## [Tasks to complete]
a – Summarize the super-resolution comparison text in two sentences.
b – Write the next part of the super-resolution comparison text, picking up after its final sentence.

## [Study text]

------------------------------------------------------------------------

4.3. Comparison with state-of-the-art methods

We compare our model with the 9 state-of-the-art SR methods, including Bicubic [3], A+ [7], SCN [28], SRCNN [9], FSRCNN [10], VDSR [18], DRCN [13], LapSRN [15], and DRRN [19]. The specific implementation of these models has been officially published on the Internet; thus, these algorithms can be executed on the same test dataset for fair comparison. In addition, the quality of the generated super-resolution image is evaluated by two common objective evaluation indexes: peak signal to noise ratio (PSNR) and structural similarity (SSIM) [31].

We show the quantitative results in the Table 2 , it shows the evaluation results of 10 kinds of super-resolution algorithms, which are magnified by 2×, 3× and 4× respectively on three public test datasets. As can see that the performance of the MWSR method outperforms other state-of-the art methods in different multiples and different test datasets, further, the MWSR method successfully reconstruct the detailed textures and improves the image perception quality, and realizes the model lightweight and operation efficiency optimization [32]. At the best performance of 2× enlargement on Set14 dataset, the MWSR method achieve 33.53 dB which better 3.28 dB, 1.21 dB, 1.18 dB, 1.02 dB, 0.87 dB, 0.48 dB, 0.47 dB, 0.45 dB, 0.30 dB than Bicubic, A+, SCN, SRCNN, FSRCNN, VDSR, DRCN, LapSRN, and DRRN respectively. Then, to further verify the performance of the MWSR, COVID-19 CT images are used to evaluate the visual quality of MWSR and other state-of-art methods (COVID-CT: https:, github.com/UCSD-AI4H/COVID-CT). The COVID-CT-Dataset has 349 CT images containing clinical findings of COVID-19 from 216 patients, and the images are collected from COVID19-related papers from medRxiv, bioRxiv, NEJM, JAMA, Lancet, etc. CTs containing COVID-19 abnormalities are selected by reading the figure captions in the papers. All copyrights of the data belong to the authors and publishers of these papers.

------------------------------------------------------------------------

## [Dataset extract]
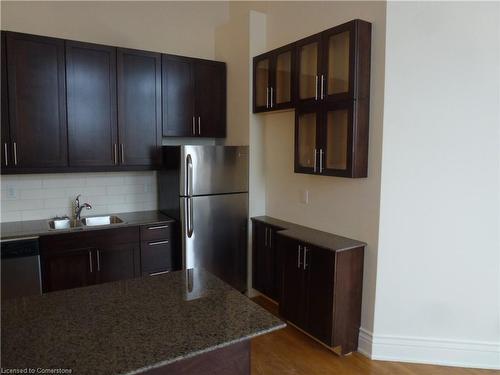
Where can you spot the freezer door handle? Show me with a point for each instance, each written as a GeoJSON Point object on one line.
{"type": "Point", "coordinates": [189, 175]}
{"type": "Point", "coordinates": [189, 215]}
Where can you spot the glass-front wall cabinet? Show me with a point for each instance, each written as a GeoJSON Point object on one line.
{"type": "Point", "coordinates": [273, 80]}
{"type": "Point", "coordinates": [262, 75]}
{"type": "Point", "coordinates": [305, 136]}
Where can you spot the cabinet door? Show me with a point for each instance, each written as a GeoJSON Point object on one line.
{"type": "Point", "coordinates": [281, 95]}
{"type": "Point", "coordinates": [91, 80]}
{"type": "Point", "coordinates": [5, 131]}
{"type": "Point", "coordinates": [117, 262]}
{"type": "Point", "coordinates": [178, 96]}
{"type": "Point", "coordinates": [37, 101]}
{"type": "Point", "coordinates": [156, 256]}
{"type": "Point", "coordinates": [261, 83]}
{"type": "Point", "coordinates": [339, 62]}
{"type": "Point", "coordinates": [139, 106]}
{"type": "Point", "coordinates": [69, 269]}
{"type": "Point", "coordinates": [308, 53]}
{"type": "Point", "coordinates": [210, 82]}
{"type": "Point", "coordinates": [319, 267]}
{"type": "Point", "coordinates": [336, 139]}
{"type": "Point", "coordinates": [307, 120]}
{"type": "Point", "coordinates": [292, 303]}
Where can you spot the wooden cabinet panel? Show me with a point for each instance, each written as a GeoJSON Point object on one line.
{"type": "Point", "coordinates": [37, 101]}
{"type": "Point", "coordinates": [139, 106]}
{"type": "Point", "coordinates": [320, 265]}
{"type": "Point", "coordinates": [91, 92]}
{"type": "Point", "coordinates": [117, 262]}
{"type": "Point", "coordinates": [178, 97]}
{"type": "Point", "coordinates": [210, 85]}
{"type": "Point", "coordinates": [5, 158]}
{"type": "Point", "coordinates": [65, 270]}
{"type": "Point", "coordinates": [292, 303]}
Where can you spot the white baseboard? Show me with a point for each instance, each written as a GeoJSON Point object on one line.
{"type": "Point", "coordinates": [472, 354]}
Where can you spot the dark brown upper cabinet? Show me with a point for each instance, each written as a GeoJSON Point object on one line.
{"type": "Point", "coordinates": [332, 140]}
{"type": "Point", "coordinates": [210, 98]}
{"type": "Point", "coordinates": [335, 64]}
{"type": "Point", "coordinates": [194, 97]}
{"type": "Point", "coordinates": [91, 95]}
{"type": "Point", "coordinates": [273, 80]}
{"type": "Point", "coordinates": [139, 107]}
{"type": "Point", "coordinates": [5, 156]}
{"type": "Point", "coordinates": [37, 102]}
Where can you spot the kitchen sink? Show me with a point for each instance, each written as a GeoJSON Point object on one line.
{"type": "Point", "coordinates": [101, 220]}
{"type": "Point", "coordinates": [64, 224]}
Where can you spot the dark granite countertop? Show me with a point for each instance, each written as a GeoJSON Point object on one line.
{"type": "Point", "coordinates": [314, 237]}
{"type": "Point", "coordinates": [34, 228]}
{"type": "Point", "coordinates": [130, 326]}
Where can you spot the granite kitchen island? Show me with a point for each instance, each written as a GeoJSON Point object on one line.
{"type": "Point", "coordinates": [184, 322]}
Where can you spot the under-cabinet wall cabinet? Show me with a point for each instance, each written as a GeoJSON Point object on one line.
{"type": "Point", "coordinates": [194, 97]}
{"type": "Point", "coordinates": [330, 91]}
{"type": "Point", "coordinates": [72, 260]}
{"type": "Point", "coordinates": [316, 278]}
{"type": "Point", "coordinates": [70, 106]}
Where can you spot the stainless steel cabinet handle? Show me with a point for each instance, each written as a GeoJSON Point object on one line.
{"type": "Point", "coordinates": [189, 175]}
{"type": "Point", "coordinates": [123, 152]}
{"type": "Point", "coordinates": [158, 273]}
{"type": "Point", "coordinates": [315, 160]}
{"type": "Point", "coordinates": [189, 213]}
{"type": "Point", "coordinates": [98, 261]}
{"type": "Point", "coordinates": [321, 160]}
{"type": "Point", "coordinates": [158, 243]}
{"type": "Point", "coordinates": [158, 227]}
{"type": "Point", "coordinates": [316, 84]}
{"type": "Point", "coordinates": [322, 86]}
{"type": "Point", "coordinates": [15, 153]}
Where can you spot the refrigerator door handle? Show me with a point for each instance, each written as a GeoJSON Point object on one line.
{"type": "Point", "coordinates": [189, 214]}
{"type": "Point", "coordinates": [189, 175]}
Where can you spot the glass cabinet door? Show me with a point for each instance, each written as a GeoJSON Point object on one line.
{"type": "Point", "coordinates": [308, 64]}
{"type": "Point", "coordinates": [337, 140]}
{"type": "Point", "coordinates": [338, 65]}
{"type": "Point", "coordinates": [262, 69]}
{"type": "Point", "coordinates": [282, 93]}
{"type": "Point", "coordinates": [305, 141]}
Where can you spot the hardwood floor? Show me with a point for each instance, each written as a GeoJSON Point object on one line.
{"type": "Point", "coordinates": [290, 352]}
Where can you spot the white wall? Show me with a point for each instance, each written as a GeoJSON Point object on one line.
{"type": "Point", "coordinates": [438, 291]}
{"type": "Point", "coordinates": [42, 196]}
{"type": "Point", "coordinates": [349, 207]}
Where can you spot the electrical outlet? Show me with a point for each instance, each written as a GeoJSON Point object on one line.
{"type": "Point", "coordinates": [11, 192]}
{"type": "Point", "coordinates": [304, 196]}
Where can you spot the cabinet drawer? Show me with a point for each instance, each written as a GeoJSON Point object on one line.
{"type": "Point", "coordinates": [156, 256]}
{"type": "Point", "coordinates": [158, 231]}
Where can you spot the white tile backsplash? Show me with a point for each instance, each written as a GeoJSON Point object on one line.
{"type": "Point", "coordinates": [42, 196]}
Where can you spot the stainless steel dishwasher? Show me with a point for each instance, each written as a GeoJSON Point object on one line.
{"type": "Point", "coordinates": [21, 275]}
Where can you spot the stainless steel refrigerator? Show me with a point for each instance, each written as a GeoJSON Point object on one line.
{"type": "Point", "coordinates": [206, 189]}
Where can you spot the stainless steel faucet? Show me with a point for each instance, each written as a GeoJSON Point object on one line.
{"type": "Point", "coordinates": [78, 208]}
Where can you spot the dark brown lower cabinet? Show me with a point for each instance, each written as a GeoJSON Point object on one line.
{"type": "Point", "coordinates": [266, 268]}
{"type": "Point", "coordinates": [321, 292]}
{"type": "Point", "coordinates": [74, 260]}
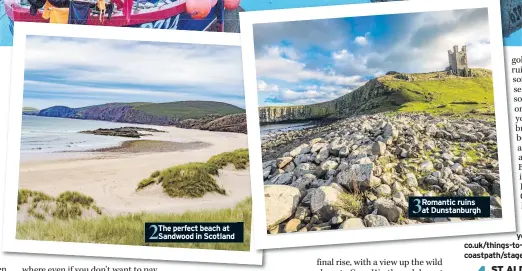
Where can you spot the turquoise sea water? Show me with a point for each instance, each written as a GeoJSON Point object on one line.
{"type": "Point", "coordinates": [51, 135]}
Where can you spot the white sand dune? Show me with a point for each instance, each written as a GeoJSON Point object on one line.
{"type": "Point", "coordinates": [111, 178]}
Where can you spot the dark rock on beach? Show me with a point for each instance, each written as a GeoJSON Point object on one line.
{"type": "Point", "coordinates": [361, 170]}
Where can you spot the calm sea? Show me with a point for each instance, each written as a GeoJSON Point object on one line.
{"type": "Point", "coordinates": [52, 135]}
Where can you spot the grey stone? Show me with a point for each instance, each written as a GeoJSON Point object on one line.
{"type": "Point", "coordinates": [372, 220]}
{"type": "Point", "coordinates": [302, 212]}
{"type": "Point", "coordinates": [325, 201]}
{"type": "Point", "coordinates": [426, 166]}
{"type": "Point", "coordinates": [411, 180]}
{"type": "Point", "coordinates": [358, 174]}
{"type": "Point", "coordinates": [378, 148]}
{"type": "Point", "coordinates": [280, 202]}
{"type": "Point", "coordinates": [387, 208]}
{"type": "Point", "coordinates": [383, 190]}
{"type": "Point", "coordinates": [352, 223]}
{"type": "Point", "coordinates": [283, 161]}
{"type": "Point", "coordinates": [302, 149]}
{"type": "Point", "coordinates": [476, 188]}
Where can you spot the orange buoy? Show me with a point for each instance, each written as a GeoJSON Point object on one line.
{"type": "Point", "coordinates": [198, 9]}
{"type": "Point", "coordinates": [231, 4]}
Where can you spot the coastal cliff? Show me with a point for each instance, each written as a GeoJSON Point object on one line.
{"type": "Point", "coordinates": [396, 91]}
{"type": "Point", "coordinates": [202, 115]}
{"type": "Point", "coordinates": [360, 99]}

------------------------------------------------------------------------

## [Results for the exercise]
a – The MWSR model is compared with nine published super-resolution methods on the same test datasets, and image quality is measured by PSNR and SSIM. MWSR outperforms the other methods at 2×, 3× and 4× magnification on three public datasets, reaching 33.53 dB for 2× enlargement on Set14, and its visual quality is also evaluated on COVID-19 CT images from the COVID-CT-Dataset.

b –
Table 2.

Quantitative evaluation results of state-of-the-art SR methods: average PSNR and SSIM for scale factors (×2, ×3, ×4). Red numbers indicate the best and green numbers indicate the second-best performance.

The results of 4× enlargement on the COVID-19 CT images dataset is visually shown in Fig. 7 . By enlarging the reconstructed results in some regions, it can be found that the COVID-19 CT images reconstructed by Bicubic and SRCNN algorithms can hardly observe the contour and other details. While the reconstruction results of FSRCNN, VDSR and LaPSRN algorithms lack the detail information of COVID-19 CT; the reconstruction results of DRCN and DRRN algorithm obtain rich detail information, but lack clear edge information; on the contrary, the COVID-19 CT images reconstructed by the algorithm proposed in this paper can complete the high-frequency information more accurately and completely. Whether it is the detail information or the edge, it can predict the more real new pixel value after magnification according to the overall semantic of the image.

Fig. 7.

Visual quality of the proposed MWSR and other state-of-art methods for 4× scale factor on COVID-19 CT images.

5. Conclusion

In order to solve the problems of incomplete extraction of feature information and large scale of COVID-19 CT original input image due to the deep vertical structure of the network, we propose a super-resolution model based on multi-window back-projection residual networks (MWSR). The model combines three windows to extract the key information of the same feature map at the same time, which can effectively use the feature map of each layer from the shallow network, and improve the probability of detecting high-frequency information. More importantly, compared with the vertical deepening network structure, this horizontal expansion network structure can obtain the complete COVID-19 CT images target features earlier. The experimental results show that MWSR can reconstruct COVID-19 texture features more effectively than other popular models. For future implementation, we will focus on optimizing the up-sampling operation of the high-resolution reconstruction part, and calculate the more realistic and effective mapping relationship between the low-resolution feature space and the high-resolution feature space.

Ethical approval

No ethics approval was required.

Declaration of Competing Interest

The authors declare that they have no conflicts of interest.